== Dokumentauszug ==
::::

Vom Gefängnis aus verkündete er die endgültige Kapitulation der kurdischen Befreiungsbewegung. Aber selbst das half nichts. Der türkische Staat führte unbeeindruckt dessen seine Kampagne gegen die Kurden fort. Kein bedeutender Schritt wurde bis lang unternommen Rechte für die Kurden zu sichern.

Man könnte annehmen, dass die Niederlage der kurdischen Befreiungsbewegung das türkische Regime gestärkt haben würde, und in gewisser Weise hat sie das auch. Paradoxerweiser kamen genau dann Zeichen der politischen Krise zum Vorschein als die chauvinistische Kampagne gegen die Kurden sich etwas entspannte da die bewaffneten Auseinandersetzungen zu einem Ende gekommen waren.

Der Erdrutschsieg der AKP

2002 gewann die islamische „Gerechtigkeits-, und Entwicklungspartei“ (AKP) mit einem Erdrutschsieg die Wahlen, während die traditionellen Parteien des politischen Systems des Militärregimes noch nicht mal die 10% Marke erreichten, die früher von ihnen eingerichtet worden war um die kurdischen Parteien aus dem Parlament draußen zu halten. Neben der AKP schaffte es nur die „Republikanische Volkspartei“ (CHP), Erben von Kemal Atatürk, Parlamentssitze zu gewinnen – vielleicht nur deswegen, weil sie die Marke 1999 bei den Wahlen nicht erreicht hatten und deshalb nicht für die Regierungspolitik der letzten Legislaturperiode verantwortlich gemacht werden konnten.

::::

(Umrisseinträge benannter Regionen)
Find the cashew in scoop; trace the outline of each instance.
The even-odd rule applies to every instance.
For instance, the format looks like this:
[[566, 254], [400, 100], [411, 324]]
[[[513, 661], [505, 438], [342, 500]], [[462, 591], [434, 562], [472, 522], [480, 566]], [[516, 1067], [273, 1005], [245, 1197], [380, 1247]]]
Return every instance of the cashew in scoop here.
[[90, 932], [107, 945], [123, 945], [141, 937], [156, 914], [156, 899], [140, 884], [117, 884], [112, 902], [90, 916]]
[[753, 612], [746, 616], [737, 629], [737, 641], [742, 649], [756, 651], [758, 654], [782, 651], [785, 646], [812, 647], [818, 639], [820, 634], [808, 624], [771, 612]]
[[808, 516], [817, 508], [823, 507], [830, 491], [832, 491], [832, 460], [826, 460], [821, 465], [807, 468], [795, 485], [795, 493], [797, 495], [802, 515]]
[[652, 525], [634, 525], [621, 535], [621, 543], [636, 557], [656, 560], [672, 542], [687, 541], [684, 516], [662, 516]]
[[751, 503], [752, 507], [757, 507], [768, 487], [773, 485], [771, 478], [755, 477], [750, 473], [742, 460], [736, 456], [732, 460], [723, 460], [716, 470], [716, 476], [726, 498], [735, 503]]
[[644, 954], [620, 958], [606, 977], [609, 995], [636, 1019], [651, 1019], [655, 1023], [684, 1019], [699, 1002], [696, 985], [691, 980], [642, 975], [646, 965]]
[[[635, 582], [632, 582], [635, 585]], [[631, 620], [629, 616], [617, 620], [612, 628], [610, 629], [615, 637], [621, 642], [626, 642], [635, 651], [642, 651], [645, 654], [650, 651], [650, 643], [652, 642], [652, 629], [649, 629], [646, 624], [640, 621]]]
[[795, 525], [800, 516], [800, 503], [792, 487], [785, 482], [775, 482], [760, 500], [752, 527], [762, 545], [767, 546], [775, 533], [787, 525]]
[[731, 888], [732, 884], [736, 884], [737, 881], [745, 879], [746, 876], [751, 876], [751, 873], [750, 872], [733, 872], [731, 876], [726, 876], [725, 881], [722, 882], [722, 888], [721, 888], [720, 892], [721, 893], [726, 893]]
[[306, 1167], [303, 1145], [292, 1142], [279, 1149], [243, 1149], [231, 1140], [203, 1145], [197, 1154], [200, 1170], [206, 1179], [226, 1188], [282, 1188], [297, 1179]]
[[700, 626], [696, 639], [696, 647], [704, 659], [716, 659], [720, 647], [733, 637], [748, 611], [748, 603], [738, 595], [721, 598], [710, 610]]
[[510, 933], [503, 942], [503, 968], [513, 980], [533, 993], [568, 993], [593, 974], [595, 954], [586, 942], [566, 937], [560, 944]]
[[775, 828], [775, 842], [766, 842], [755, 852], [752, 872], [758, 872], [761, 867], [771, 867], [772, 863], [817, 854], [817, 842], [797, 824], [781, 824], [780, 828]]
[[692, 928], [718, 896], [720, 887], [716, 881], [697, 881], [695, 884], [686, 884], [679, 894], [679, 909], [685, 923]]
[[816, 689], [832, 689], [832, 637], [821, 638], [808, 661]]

::::

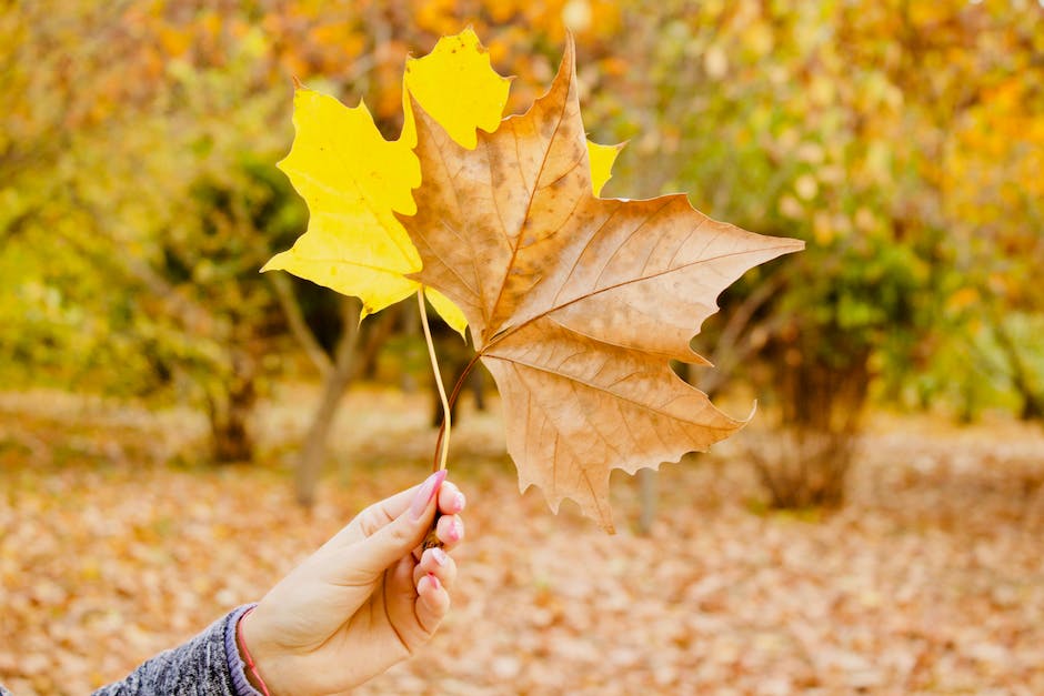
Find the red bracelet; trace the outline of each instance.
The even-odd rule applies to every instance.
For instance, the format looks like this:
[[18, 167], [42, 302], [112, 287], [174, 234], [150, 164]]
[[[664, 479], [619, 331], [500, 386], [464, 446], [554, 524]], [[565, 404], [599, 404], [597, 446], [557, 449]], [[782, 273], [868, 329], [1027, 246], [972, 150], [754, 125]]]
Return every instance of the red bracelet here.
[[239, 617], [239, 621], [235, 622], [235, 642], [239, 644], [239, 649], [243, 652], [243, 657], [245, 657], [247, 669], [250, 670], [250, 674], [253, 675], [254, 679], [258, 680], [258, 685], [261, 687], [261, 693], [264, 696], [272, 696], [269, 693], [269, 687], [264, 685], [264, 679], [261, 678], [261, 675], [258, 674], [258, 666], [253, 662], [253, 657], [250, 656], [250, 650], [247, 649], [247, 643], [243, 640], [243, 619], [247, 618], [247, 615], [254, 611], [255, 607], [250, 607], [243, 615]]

::::

== Zu lösende Aufgabe ==
Geben Sie den Auszug über die kurdische Befreiungsbewegung und den Wahlsieg der AKP vollständig und wortgetreu wieder. Grundlage ist ausschließlich der Auszug.

== Schriftliche Antwort ==
Vom Gefängnis aus verkündete er die endgültige Kapitulation der kurdischen Befreiungsbewegung. Aber selbst das half nichts. Der türkische Staat führte unbeeindruckt dessen seine Kampagne gegen die Kurden fort. Kein bedeutender Schritt wurde bis lang unternommen Rechte für die Kurden zu sichern.

Man könnte annehmen, dass die Niederlage der kurdischen Befreiungsbewegung das türkische Regime gestärkt haben würde, und in gewisser Weise hat sie das auch. Paradoxerweiser kamen genau dann Zeichen der politischen Krise zum Vorschein als die chauvinistische Kampagne gegen die Kurden sich etwas entspannte da die bewaffneten Auseinandersetzungen zu einem Ende gekommen waren.

Der Erdrutschsieg der AKP

2002 gewann die islamische „Gerechtigkeits-, und Entwicklungspartei“ (AKP) mit einem Erdrutschsieg die Wahlen, während die traditionellen Parteien des politischen Systems des Militärregimes noch nicht mal die 10% Marke erreichten, die früher von ihnen eingerichtet worden war um die kurdischen Parteien aus dem Parlament draußen zu halten. Neben der AKP schaffte es nur die „Republikanische Volkspartei“ (CHP), Erben von Kemal Atatürk, Parlamentssitze zu gewinnen – vielleicht nur deswegen, weil sie die Marke 1999 bei den Wahlen nicht erreicht hatten und deshalb nicht für die Regierungspolitik der letzten Legislaturperiode verantwortlich gemacht werden konnten.